*** Provided passage ***
Does India really need to identify too-big-to-fail banks?

The too-big-to-fail banks—HDFC Bank, ICICI Bank and State Bank of India (SBI)—are subject to greater scrutiny than their peers. Graphic: Pradeep Gaur/Mint

India has now three too-big-to-fail banks, an idea that sprang from the lessons of the global financial crisis and which the Reserve Bank of India (RBI) adopted to follow global best practices.

RBI included HDFC Bank Ltd in its latest updated list of domestic systemically important banks that have a balance sheet size of more than 2% of gross domestic product (GDP), are complex, interconnected with almost all players of the system and cannot be substituted by any other entity.

These banks are subject to greater scrutiny than their peers and will need to set aside higher capital because the inclusion in this big-boys club gives a perception of an implicit support from the regulator and the government. In other words, should they slip into deep trouble, the government would do whatever it takes to keep them afloat.
*** End of Provided passage ***
**Action item**
In the passage on too-big-to-fail banks, which bank did RBI add to its latest updated list of domestic systemically important banks?
*** Excerpted data ***
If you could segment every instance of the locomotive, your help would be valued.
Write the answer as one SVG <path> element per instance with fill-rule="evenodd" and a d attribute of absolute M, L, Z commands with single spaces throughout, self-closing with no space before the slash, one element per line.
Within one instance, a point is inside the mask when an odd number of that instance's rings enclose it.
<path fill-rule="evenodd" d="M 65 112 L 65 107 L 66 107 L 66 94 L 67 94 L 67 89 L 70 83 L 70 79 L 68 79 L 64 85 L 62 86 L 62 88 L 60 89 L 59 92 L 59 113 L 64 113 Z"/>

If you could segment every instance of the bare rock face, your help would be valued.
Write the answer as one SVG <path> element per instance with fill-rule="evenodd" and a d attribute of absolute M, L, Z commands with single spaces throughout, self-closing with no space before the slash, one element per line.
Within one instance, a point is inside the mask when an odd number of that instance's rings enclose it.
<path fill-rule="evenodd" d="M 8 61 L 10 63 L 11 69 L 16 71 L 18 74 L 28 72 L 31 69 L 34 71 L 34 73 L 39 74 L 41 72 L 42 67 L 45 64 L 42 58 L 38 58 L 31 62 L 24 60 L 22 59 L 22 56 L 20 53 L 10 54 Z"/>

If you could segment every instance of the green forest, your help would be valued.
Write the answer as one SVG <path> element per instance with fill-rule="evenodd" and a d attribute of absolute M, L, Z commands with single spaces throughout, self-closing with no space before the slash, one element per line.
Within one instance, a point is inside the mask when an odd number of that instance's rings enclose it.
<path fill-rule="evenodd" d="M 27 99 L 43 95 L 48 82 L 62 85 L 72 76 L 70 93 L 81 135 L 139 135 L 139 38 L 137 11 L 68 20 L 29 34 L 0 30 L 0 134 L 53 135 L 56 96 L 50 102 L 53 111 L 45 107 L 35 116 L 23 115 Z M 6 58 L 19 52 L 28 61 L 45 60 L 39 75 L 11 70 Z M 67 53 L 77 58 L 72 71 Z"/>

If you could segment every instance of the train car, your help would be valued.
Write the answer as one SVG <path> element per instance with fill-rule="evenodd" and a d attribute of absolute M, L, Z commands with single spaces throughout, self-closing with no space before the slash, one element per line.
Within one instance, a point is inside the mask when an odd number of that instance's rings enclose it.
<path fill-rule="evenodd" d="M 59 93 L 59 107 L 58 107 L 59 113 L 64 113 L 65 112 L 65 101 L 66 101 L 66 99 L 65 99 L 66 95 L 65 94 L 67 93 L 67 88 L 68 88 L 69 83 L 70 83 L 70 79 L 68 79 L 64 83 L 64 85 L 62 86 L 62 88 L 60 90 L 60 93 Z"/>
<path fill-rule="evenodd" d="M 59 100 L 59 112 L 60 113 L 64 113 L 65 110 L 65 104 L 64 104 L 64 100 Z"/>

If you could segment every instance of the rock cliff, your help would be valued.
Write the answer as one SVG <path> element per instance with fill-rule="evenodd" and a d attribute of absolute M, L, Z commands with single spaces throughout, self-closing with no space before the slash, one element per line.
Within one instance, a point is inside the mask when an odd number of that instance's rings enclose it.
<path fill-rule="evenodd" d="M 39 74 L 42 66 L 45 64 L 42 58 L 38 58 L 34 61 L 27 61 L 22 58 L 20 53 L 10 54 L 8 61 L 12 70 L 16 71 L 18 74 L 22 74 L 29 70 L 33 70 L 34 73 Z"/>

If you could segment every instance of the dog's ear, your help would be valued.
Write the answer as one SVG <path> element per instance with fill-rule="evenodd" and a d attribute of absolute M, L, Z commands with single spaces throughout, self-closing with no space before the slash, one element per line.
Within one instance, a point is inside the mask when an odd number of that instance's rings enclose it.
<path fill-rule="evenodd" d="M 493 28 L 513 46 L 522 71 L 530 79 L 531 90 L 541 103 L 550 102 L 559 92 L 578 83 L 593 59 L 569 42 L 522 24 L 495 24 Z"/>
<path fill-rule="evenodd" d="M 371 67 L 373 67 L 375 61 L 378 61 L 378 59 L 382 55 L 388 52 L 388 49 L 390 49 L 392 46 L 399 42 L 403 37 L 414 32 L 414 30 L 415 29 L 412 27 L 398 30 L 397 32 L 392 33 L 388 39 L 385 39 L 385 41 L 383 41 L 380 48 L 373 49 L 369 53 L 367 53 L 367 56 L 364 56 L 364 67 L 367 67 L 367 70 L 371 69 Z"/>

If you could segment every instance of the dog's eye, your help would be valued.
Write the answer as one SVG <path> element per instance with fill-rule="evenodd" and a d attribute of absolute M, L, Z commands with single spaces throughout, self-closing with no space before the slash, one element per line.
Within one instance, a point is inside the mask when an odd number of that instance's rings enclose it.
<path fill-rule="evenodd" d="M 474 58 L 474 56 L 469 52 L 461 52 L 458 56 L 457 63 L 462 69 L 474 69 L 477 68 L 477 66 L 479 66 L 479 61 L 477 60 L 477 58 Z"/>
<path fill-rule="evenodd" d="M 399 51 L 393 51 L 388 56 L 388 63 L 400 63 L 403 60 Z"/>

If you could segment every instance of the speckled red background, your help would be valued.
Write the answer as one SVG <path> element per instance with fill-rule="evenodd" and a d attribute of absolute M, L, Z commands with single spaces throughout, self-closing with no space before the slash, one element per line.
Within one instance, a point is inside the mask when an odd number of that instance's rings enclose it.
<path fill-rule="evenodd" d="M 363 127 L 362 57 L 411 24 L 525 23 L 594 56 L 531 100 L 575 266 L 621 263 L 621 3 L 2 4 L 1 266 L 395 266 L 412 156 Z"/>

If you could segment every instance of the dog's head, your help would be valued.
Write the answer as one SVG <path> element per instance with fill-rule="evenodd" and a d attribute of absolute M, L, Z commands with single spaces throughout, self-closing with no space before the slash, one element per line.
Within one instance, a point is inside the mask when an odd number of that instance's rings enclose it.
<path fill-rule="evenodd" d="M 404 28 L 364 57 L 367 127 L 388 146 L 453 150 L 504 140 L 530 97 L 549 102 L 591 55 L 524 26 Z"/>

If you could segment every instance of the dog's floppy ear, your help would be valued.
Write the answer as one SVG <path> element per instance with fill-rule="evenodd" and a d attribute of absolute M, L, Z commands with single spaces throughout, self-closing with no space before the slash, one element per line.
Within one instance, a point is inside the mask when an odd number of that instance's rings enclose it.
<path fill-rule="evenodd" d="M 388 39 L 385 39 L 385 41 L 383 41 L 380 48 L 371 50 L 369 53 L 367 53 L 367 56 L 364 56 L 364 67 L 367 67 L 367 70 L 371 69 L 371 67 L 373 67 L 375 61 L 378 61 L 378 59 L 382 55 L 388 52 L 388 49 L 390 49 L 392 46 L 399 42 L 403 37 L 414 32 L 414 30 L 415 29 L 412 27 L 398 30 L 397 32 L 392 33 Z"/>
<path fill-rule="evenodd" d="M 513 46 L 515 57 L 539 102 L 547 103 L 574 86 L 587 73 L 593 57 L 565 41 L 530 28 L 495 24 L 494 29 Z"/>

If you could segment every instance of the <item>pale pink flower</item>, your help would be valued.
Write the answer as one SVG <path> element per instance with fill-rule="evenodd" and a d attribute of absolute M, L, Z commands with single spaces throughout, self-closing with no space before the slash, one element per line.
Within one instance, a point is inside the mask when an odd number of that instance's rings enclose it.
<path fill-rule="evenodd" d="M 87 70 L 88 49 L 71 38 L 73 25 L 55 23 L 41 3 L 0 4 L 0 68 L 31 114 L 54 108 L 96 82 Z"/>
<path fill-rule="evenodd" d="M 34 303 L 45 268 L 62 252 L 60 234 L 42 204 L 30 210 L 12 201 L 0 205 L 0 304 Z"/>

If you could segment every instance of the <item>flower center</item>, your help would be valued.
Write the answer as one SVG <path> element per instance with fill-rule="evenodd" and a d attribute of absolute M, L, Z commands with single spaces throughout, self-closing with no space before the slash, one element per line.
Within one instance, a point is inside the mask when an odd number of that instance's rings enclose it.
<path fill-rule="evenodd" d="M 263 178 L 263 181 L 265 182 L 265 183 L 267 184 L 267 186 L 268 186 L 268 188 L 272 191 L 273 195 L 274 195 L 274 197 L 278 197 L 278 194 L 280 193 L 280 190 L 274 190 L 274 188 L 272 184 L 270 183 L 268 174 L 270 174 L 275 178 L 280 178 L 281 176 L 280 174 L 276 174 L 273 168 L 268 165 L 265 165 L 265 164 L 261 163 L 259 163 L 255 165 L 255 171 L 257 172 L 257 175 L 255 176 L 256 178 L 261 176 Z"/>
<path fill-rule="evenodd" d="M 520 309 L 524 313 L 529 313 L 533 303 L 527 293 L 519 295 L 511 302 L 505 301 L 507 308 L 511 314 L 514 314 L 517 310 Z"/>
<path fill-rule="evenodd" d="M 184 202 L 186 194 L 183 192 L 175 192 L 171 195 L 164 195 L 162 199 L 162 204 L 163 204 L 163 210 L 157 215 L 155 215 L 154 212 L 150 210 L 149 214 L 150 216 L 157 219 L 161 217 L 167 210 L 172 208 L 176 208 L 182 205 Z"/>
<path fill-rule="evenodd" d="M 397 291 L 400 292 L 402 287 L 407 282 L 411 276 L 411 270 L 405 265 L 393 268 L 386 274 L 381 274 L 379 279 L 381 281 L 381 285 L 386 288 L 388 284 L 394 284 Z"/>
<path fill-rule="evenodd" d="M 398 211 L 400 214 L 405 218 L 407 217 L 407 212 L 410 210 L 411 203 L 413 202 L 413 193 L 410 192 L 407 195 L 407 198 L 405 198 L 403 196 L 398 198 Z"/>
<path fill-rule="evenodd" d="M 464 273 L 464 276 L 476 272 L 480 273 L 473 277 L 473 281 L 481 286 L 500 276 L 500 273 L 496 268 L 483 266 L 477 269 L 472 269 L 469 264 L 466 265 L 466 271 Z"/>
*** End of Excerpted data ***
**Response to the task**
HDFC Bank Ltd.